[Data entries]
* * * * *

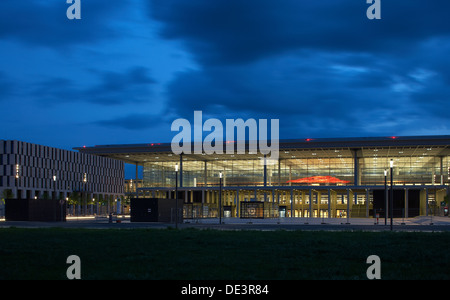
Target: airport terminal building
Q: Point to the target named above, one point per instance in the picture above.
(337, 177)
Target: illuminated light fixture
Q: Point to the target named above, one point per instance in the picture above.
(318, 179)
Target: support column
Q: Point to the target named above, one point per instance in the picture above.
(310, 203)
(367, 202)
(265, 171)
(292, 203)
(181, 171)
(329, 203)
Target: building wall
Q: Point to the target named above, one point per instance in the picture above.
(28, 169)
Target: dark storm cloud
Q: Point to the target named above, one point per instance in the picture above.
(130, 122)
(44, 23)
(114, 88)
(321, 67)
(235, 31)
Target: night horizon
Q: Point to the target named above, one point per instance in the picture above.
(127, 69)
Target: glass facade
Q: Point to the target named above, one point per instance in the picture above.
(418, 166)
(319, 178)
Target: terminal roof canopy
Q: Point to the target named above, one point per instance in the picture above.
(366, 148)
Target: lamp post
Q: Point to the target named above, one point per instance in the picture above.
(85, 195)
(54, 186)
(385, 197)
(176, 196)
(220, 198)
(392, 192)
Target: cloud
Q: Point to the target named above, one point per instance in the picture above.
(132, 86)
(321, 67)
(131, 122)
(44, 23)
(234, 31)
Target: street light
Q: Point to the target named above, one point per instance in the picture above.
(220, 198)
(392, 191)
(385, 197)
(54, 185)
(176, 196)
(85, 193)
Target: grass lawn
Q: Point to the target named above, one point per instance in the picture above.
(215, 255)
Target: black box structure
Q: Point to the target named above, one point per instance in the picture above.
(40, 210)
(155, 210)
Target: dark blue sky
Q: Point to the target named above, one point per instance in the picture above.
(129, 68)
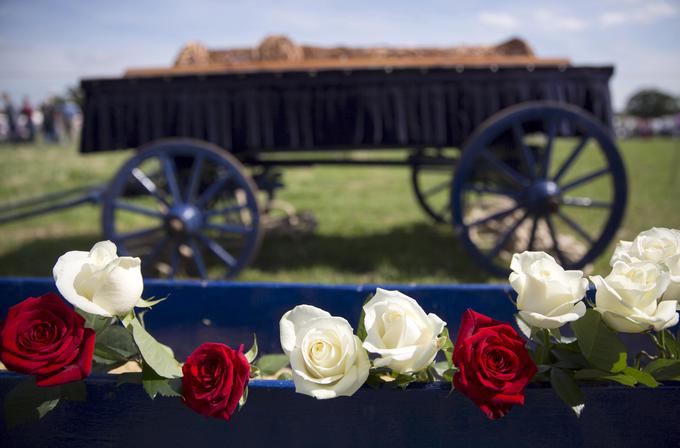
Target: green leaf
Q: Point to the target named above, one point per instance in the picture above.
(524, 327)
(155, 354)
(567, 389)
(664, 369)
(154, 384)
(129, 378)
(599, 344)
(252, 353)
(568, 358)
(641, 377)
(244, 398)
(601, 375)
(118, 340)
(447, 346)
(27, 402)
(141, 303)
(93, 321)
(670, 343)
(361, 328)
(270, 364)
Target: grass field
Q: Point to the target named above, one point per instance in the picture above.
(370, 228)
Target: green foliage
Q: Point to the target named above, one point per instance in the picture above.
(149, 302)
(664, 369)
(361, 327)
(601, 375)
(155, 354)
(599, 344)
(271, 364)
(28, 402)
(641, 377)
(446, 346)
(252, 353)
(93, 321)
(155, 384)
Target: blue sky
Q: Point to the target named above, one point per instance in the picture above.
(47, 45)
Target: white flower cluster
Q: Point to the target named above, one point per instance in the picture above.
(328, 360)
(640, 294)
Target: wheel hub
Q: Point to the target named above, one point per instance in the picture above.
(543, 197)
(184, 219)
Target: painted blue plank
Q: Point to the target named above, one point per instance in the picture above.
(418, 417)
(231, 312)
(275, 416)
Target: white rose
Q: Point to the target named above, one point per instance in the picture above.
(628, 298)
(547, 295)
(399, 331)
(658, 245)
(98, 281)
(326, 357)
(673, 290)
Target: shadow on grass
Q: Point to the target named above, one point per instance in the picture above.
(405, 253)
(408, 252)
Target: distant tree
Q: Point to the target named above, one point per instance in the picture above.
(652, 103)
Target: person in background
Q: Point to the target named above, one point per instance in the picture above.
(10, 112)
(49, 126)
(69, 113)
(27, 113)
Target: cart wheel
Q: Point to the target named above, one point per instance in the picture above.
(431, 174)
(538, 176)
(185, 207)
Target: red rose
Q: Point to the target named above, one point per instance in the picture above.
(44, 337)
(215, 377)
(494, 365)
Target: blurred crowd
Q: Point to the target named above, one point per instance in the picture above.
(627, 126)
(56, 120)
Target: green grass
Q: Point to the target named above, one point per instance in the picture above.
(370, 228)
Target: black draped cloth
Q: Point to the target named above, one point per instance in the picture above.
(297, 110)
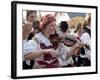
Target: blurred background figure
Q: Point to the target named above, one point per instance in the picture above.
(28, 32)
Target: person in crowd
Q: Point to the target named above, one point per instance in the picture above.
(27, 28)
(42, 50)
(62, 28)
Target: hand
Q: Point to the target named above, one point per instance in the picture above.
(27, 27)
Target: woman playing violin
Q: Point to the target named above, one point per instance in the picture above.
(40, 47)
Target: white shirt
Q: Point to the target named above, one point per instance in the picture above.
(85, 38)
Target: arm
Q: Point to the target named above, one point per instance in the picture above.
(35, 54)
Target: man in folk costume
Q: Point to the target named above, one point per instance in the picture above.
(40, 47)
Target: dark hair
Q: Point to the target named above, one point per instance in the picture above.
(64, 26)
(29, 12)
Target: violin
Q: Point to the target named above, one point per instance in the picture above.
(68, 40)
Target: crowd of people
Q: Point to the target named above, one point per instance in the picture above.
(50, 45)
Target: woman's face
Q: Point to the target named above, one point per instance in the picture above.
(50, 28)
(32, 17)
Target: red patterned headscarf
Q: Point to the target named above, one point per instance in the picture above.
(45, 20)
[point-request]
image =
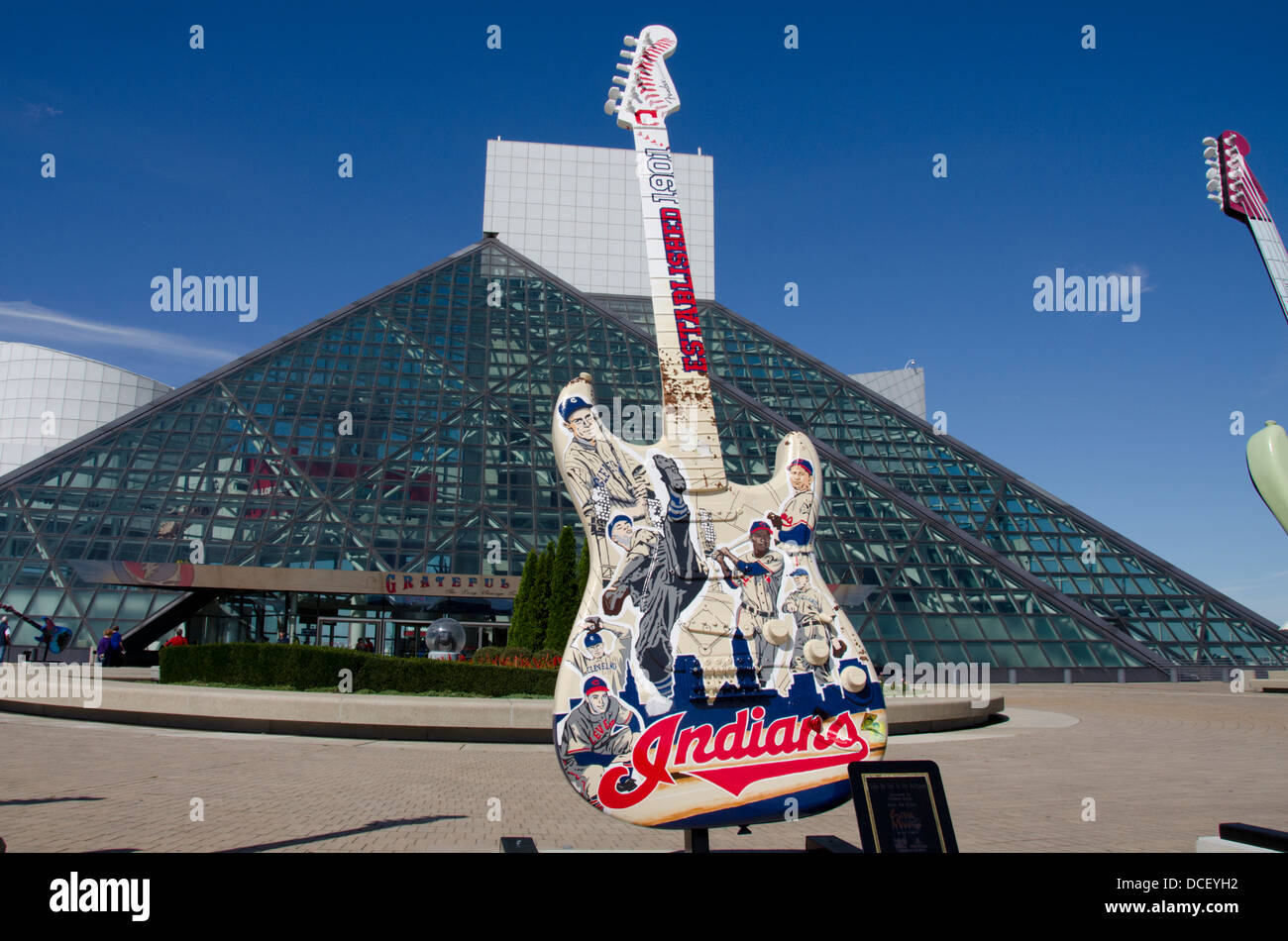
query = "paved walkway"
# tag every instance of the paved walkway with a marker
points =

* * * * *

• What you will do
Without the pictures, write out every entry precisely as it appears.

• Output of the exercise
Target: airport terminal building
Q: Point to the target named above, one point per instance in the picture above.
(337, 177)
Target: illuminated light fixture
Q: Point to the target named above, one point per instance in the picture above.
(318, 179)
Target: support column
Q: Point to the target named above, one point per instance in the picture above.
(310, 203)
(367, 202)
(265, 171)
(292, 203)
(181, 171)
(329, 203)
Target: building wall
Q: Point to the target named above, one point per instance in the picture above.
(28, 169)
Target: dark storm cloud
Q: Point to the target named above, one point per instance in the picture above.
(130, 122)
(44, 23)
(114, 88)
(321, 67)
(235, 31)
Target: night horizon
Q: Point to the target named above, one point per instance in the picture above.
(127, 69)
Target: glass facade
Q: Point to the target named above, one point per instance in the picture above.
(418, 166)
(319, 178)
Target: terminal roof canopy
Q: Point to the target named above, one point per instance in the picture above.
(366, 148)
Target: lamp post
Q: Point to the target named above, one point per instance in the picture above.
(85, 195)
(54, 186)
(385, 197)
(176, 196)
(220, 198)
(392, 192)
Target: cloud
Q: Point to the target named above, one point per instance in the picture above.
(132, 86)
(321, 67)
(131, 122)
(44, 23)
(234, 31)
Target: street light
Q: Point to the target named above, one point per instance in the picture above.
(220, 198)
(392, 191)
(385, 197)
(54, 185)
(176, 196)
(85, 193)
Target: grass lawn
Q: Point to the target named above, one point per instance in the picture above.
(215, 255)
Target: black box structure
Q: Point to the target named above, one point per instance in the picture above.
(40, 210)
(155, 210)
Target: dark blue sky
Q: Point to the target named above, one point per instance in the picture above.
(129, 68)
Target: green leaf
Q: Point to the target named above, one point per instance in the picture above.
(524, 327)
(155, 354)
(567, 389)
(664, 369)
(154, 384)
(129, 378)
(599, 344)
(252, 353)
(568, 358)
(641, 377)
(244, 398)
(601, 375)
(118, 340)
(447, 346)
(27, 402)
(141, 303)
(93, 321)
(670, 343)
(361, 328)
(270, 364)
Target: grass field
Q: Point to the target named above, one point per instance in the picture above.
(370, 228)
Target: green foliage
Q: Point to the target named above, one point per instance in the picture above.
(149, 302)
(664, 369)
(361, 327)
(601, 375)
(155, 354)
(599, 344)
(271, 364)
(28, 402)
(641, 377)
(446, 346)
(252, 353)
(93, 321)
(155, 384)
Target: blue sky
Q: Point to the target named above, one point per instance in the picture above.
(47, 45)
Target: white flower cluster
Q: Point to the target named above, one point per instance in the picture above.
(328, 360)
(640, 294)
Target: wheel hub
Q: Point to the target named above, one point per instance in the picture above.
(543, 197)
(184, 219)
Target: painted blue plank
Q: Point to the target named above, one point per instance in the picture above.
(418, 417)
(231, 312)
(275, 416)
Target: white rose
Q: Point to the target named above, one point per instance in the picture above.
(628, 298)
(547, 295)
(399, 331)
(658, 245)
(98, 281)
(326, 357)
(673, 290)
Target: shadow on grass
Q: Point to the target named above, one point per instance in the picture above.
(405, 253)
(408, 252)
Target: distant tree
Q: Point to the target named above, one point per instance in the picture above.
(652, 103)
Target: person in background
Q: Point to the target named above, one point per instance in the picture above.
(10, 112)
(49, 126)
(69, 113)
(27, 113)
Target: cart wheel
Q: Point to the target named above, one point per instance in the picture above.
(431, 174)
(538, 176)
(185, 207)
Target: red rose
Q: Point to the target named above, one point per instance in the picture above.
(44, 337)
(215, 377)
(494, 365)
Target: blurred crowd
Q: Point to the target named above, one point per instance in the picture above.
(627, 126)
(56, 120)
Target: green grass
Q: Point to the target named above, one point per instance in the picture above.
(370, 228)
Target: black draped cloth
Q: Point to the target named above, one point per instance in the picture above.
(297, 110)
Target: blurred background figure
Q: Point to the target named above, one point per instance in the picture above.
(28, 32)
Target: person in crowd
Q: Point to the target named above, one point per instance in the picture above.
(27, 28)
(42, 50)
(62, 28)
Target: hand
Q: Point to the target named above, one point per instance in the picture above.
(27, 27)
Target: woman playing violin
Q: Point to the target named above, one point per instance in the picture above.
(40, 47)
Target: white shirt
Q: Point to the target named above, one point per instance in the picture above.
(85, 38)
Target: arm
Q: Point to the target named above, one point per instance in the picture above.
(35, 54)
Target: man in folk costume
Q: Point to the target named above, one point per instance in the picture above.
(40, 47)
Target: dark hair
Q: Point to the target named above, one point per instance in the picture above.
(64, 26)
(29, 12)
Target: violin
Q: Point to the target named above, one point per instance in the picture above.
(68, 40)
Target: crowd of people
Q: Point to the target named above, one point per instance in the picture above.
(50, 45)
Target: woman's face
Q: Point to the target named above, one point per instance in the picture above.
(50, 28)
(32, 17)
Target: red patterned headscarf
Q: Point to the target named above, one point per instance in the picture above.
(45, 20)
[point-request]
image =
query = "paved walkway"
# tag every instance of the paved walkway with a marker
points =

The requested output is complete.